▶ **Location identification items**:
● ● ●
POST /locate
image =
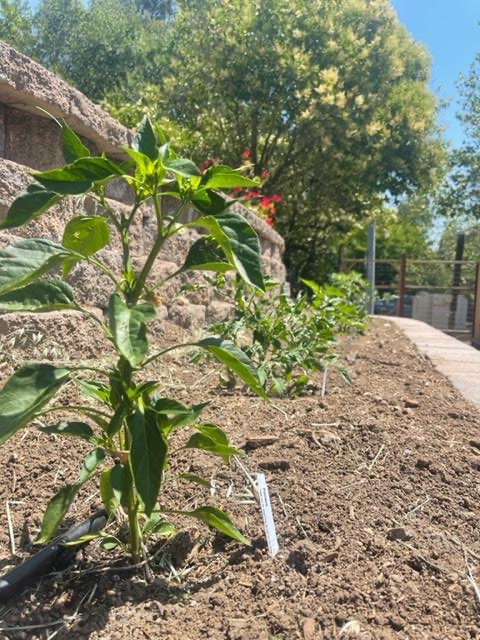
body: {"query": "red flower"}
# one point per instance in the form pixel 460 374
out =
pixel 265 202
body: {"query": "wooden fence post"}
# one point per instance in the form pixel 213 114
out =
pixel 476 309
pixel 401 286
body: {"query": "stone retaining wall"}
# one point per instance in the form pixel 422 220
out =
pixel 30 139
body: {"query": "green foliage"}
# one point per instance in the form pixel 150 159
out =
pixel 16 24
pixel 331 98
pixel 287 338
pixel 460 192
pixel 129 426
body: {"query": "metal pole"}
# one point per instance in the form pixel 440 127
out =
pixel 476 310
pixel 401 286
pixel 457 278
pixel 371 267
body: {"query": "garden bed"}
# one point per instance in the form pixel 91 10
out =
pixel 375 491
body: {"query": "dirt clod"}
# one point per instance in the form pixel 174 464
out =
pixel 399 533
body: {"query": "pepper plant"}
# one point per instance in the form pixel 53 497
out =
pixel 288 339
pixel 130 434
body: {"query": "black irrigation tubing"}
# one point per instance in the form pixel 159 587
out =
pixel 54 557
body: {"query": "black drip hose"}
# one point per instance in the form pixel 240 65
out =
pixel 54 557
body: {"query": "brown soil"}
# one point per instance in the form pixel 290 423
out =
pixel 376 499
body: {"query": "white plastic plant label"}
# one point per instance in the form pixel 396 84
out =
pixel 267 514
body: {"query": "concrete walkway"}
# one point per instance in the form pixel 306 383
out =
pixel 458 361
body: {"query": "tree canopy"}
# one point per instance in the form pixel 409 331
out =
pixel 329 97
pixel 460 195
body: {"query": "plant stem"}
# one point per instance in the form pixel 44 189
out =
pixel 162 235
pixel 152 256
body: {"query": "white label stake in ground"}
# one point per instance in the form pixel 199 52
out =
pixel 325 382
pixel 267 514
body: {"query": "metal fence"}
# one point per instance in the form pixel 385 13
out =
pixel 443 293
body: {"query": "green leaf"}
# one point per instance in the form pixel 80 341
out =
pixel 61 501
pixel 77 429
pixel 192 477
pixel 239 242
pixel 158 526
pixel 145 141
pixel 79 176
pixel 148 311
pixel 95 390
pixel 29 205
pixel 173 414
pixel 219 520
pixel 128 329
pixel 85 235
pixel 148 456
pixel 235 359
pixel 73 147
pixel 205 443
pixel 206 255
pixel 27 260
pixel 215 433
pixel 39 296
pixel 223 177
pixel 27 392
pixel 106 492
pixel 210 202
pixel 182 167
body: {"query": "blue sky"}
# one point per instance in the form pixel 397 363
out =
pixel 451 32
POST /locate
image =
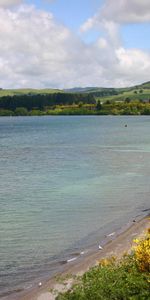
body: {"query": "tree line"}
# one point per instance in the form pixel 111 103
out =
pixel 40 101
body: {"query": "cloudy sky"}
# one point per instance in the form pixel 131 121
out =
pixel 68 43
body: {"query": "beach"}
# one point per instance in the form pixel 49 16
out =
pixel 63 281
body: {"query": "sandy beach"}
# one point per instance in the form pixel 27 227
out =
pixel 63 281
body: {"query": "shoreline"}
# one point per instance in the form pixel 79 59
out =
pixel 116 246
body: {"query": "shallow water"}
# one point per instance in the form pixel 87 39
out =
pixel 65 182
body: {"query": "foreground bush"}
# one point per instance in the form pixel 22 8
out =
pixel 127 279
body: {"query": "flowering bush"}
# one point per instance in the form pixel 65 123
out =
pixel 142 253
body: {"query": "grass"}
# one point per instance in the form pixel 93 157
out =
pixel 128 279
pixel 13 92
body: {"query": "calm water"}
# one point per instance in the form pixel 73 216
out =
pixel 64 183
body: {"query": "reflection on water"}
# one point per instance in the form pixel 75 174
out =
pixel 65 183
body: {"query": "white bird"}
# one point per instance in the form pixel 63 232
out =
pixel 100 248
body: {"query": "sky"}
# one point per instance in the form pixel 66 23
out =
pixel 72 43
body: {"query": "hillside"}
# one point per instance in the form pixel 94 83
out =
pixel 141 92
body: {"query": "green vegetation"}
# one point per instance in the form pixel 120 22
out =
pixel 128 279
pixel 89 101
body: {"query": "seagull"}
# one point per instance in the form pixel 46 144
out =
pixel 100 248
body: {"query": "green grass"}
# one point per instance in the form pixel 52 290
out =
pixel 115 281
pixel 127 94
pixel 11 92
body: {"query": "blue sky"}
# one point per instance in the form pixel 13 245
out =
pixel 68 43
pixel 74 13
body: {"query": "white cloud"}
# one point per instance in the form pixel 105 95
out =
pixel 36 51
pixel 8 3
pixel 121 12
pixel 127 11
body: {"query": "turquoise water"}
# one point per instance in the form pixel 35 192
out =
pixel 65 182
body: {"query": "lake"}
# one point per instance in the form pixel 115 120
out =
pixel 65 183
● ● ●
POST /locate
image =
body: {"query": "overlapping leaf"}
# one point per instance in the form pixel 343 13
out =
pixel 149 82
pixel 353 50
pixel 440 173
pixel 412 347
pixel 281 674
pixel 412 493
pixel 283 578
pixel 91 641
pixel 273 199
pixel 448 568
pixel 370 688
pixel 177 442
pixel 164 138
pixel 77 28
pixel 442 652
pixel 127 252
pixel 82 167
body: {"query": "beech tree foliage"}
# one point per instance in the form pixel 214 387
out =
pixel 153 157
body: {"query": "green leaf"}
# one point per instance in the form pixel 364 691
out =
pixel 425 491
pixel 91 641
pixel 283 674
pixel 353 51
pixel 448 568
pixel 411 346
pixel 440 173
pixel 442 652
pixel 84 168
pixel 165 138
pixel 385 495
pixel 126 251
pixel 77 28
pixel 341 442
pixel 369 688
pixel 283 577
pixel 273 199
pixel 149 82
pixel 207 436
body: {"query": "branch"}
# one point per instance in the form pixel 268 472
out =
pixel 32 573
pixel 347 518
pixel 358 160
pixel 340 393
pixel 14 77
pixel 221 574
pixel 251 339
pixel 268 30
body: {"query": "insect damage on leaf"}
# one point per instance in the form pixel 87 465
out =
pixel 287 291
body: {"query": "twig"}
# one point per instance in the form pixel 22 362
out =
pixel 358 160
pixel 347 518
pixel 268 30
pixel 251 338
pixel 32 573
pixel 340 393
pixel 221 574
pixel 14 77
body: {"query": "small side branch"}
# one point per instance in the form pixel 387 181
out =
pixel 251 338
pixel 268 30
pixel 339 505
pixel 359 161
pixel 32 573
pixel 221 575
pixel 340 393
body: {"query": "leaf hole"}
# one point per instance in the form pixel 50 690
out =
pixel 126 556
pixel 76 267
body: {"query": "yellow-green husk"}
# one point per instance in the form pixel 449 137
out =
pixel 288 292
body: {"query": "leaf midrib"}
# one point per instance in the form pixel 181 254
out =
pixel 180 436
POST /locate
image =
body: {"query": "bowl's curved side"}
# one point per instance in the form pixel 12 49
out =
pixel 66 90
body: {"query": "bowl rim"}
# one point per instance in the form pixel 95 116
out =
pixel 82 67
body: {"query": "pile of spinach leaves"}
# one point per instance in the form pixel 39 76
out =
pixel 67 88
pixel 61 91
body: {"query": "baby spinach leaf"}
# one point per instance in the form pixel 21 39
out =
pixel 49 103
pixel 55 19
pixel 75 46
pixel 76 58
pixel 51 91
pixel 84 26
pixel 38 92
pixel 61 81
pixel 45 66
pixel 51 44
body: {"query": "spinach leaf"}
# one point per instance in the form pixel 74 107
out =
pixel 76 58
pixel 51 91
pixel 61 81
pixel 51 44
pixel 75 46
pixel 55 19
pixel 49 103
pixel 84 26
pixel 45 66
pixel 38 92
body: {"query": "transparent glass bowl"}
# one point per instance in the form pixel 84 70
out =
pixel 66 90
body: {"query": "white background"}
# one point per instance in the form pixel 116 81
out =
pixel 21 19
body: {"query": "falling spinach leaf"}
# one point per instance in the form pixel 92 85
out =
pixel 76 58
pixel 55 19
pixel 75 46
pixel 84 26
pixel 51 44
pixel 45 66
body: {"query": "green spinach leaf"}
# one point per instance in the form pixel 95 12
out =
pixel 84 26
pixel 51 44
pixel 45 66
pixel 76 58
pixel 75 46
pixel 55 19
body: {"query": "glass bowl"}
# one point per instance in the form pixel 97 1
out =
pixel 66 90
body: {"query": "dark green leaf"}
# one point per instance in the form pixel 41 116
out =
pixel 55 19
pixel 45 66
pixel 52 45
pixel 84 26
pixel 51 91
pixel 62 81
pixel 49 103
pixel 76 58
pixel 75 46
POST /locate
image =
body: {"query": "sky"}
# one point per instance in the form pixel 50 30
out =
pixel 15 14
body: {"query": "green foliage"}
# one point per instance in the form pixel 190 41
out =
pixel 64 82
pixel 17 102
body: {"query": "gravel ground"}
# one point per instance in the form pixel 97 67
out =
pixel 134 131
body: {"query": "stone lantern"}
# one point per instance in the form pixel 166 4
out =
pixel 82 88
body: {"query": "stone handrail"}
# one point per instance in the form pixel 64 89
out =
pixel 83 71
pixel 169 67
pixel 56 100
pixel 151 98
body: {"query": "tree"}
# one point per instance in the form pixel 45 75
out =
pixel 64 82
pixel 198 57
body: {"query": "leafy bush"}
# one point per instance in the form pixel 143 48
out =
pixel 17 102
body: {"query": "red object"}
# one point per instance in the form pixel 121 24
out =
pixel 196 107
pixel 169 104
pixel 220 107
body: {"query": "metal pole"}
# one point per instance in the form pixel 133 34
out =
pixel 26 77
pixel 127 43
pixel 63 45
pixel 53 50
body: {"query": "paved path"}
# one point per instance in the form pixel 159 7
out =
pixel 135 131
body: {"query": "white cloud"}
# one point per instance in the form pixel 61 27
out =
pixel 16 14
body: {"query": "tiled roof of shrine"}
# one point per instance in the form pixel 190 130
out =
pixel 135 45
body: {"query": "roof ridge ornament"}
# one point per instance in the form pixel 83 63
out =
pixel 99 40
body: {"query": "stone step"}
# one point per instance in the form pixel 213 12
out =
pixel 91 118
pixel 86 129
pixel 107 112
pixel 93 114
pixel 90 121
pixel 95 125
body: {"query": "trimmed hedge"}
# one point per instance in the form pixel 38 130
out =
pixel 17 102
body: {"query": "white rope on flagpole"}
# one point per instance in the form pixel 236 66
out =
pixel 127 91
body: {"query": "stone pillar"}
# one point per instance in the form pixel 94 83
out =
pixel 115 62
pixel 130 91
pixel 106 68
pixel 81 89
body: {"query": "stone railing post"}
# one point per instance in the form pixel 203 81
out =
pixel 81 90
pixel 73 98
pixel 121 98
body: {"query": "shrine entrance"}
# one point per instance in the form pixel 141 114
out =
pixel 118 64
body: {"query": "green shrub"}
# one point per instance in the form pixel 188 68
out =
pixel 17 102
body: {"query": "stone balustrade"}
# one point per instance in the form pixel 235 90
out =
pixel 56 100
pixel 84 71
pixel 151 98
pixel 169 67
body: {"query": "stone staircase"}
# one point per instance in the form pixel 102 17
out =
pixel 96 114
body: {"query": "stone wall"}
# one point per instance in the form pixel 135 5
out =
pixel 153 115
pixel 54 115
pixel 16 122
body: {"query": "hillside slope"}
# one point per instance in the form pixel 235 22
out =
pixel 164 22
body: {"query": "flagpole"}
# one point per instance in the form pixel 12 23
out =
● ● ●
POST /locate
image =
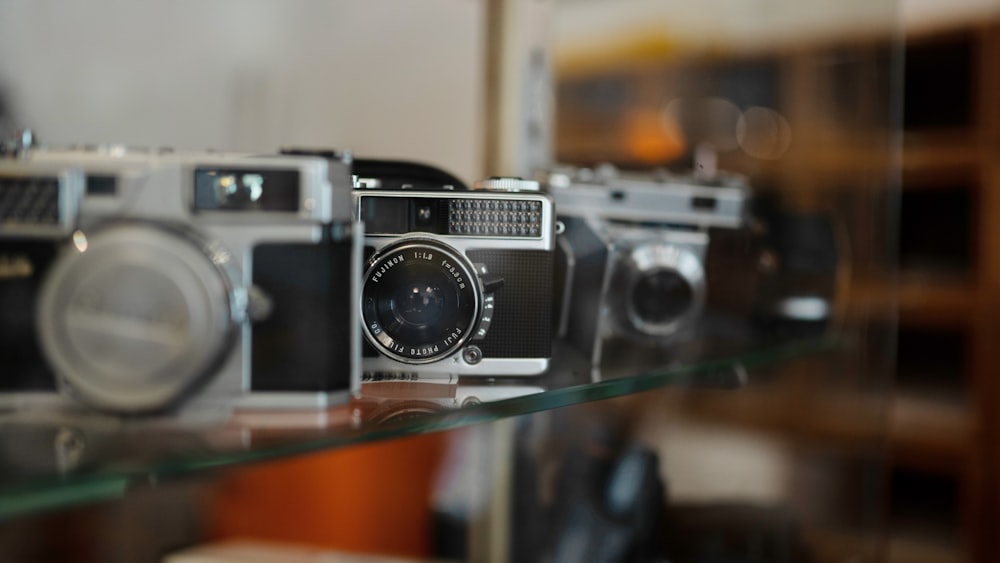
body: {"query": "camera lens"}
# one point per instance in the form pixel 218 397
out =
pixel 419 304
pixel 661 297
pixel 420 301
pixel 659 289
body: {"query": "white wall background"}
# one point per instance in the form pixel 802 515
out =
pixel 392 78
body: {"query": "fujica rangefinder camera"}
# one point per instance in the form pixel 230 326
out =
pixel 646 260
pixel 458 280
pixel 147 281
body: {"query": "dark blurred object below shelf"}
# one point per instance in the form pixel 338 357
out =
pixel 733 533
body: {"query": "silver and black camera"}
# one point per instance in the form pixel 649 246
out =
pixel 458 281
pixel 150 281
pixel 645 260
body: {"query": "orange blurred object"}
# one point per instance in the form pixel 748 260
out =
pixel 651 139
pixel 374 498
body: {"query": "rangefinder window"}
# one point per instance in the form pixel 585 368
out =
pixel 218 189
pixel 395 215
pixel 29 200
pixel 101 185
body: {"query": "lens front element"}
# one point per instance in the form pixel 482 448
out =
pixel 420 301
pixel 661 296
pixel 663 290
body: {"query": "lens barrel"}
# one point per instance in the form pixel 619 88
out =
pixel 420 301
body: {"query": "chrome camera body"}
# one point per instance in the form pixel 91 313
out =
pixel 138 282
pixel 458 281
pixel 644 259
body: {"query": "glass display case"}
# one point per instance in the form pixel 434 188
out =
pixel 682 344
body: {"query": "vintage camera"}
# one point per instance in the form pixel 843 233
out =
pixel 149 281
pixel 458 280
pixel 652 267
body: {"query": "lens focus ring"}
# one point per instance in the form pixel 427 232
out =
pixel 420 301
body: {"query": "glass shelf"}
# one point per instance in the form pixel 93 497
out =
● ● ●
Report how many lines in the lines above contain the string "label". Give only the number.

2